EXERCISE MATERIALS:
## START

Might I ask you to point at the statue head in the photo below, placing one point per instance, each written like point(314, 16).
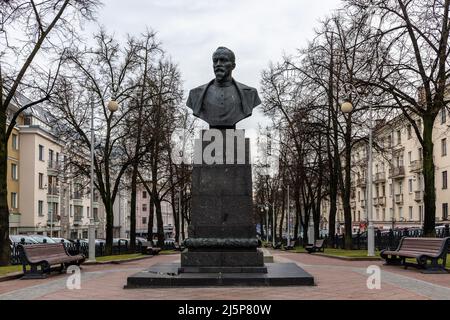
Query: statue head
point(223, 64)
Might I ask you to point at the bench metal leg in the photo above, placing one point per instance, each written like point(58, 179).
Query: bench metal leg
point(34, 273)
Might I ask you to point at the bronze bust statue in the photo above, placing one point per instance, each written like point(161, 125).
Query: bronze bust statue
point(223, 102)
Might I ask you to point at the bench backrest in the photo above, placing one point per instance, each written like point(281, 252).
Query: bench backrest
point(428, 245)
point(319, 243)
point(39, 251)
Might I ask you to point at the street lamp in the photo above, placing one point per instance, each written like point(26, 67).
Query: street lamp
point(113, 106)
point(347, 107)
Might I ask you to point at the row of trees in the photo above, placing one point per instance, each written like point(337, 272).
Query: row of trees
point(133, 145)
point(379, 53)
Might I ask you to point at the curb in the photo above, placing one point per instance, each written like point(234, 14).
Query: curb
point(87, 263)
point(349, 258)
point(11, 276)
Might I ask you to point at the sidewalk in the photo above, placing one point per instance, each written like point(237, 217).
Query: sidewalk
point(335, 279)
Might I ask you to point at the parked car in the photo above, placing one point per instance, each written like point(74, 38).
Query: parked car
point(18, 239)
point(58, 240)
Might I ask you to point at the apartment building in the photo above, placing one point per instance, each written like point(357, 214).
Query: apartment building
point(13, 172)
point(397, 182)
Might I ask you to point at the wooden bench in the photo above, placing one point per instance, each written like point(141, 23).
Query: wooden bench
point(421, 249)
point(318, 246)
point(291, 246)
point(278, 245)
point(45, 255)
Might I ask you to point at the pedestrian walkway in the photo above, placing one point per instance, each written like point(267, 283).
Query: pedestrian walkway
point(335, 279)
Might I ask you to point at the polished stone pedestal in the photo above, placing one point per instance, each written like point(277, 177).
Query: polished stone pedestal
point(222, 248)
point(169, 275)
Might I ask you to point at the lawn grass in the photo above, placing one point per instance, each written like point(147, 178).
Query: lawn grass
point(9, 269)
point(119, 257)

## END

TASK OBJECTIVE:
Render the lines of the listing above as a numbered list, omitting any blank lines, from the line containing "Might I ask you to point at the bench backrest" through the line containing "point(347, 107)", both included.

WRITTEN RESPONSE:
1. Might I ask you to point at the bench backrest in the photo above, placing one point per instance, each written like point(281, 252).
2. Query: bench backrest
3. point(428, 245)
4. point(319, 243)
5. point(39, 251)
6. Might I ask you to point at the street lamp in the photo above, placing one point per instance, each written like point(26, 67).
7. Query: street lamp
8. point(113, 106)
9. point(347, 107)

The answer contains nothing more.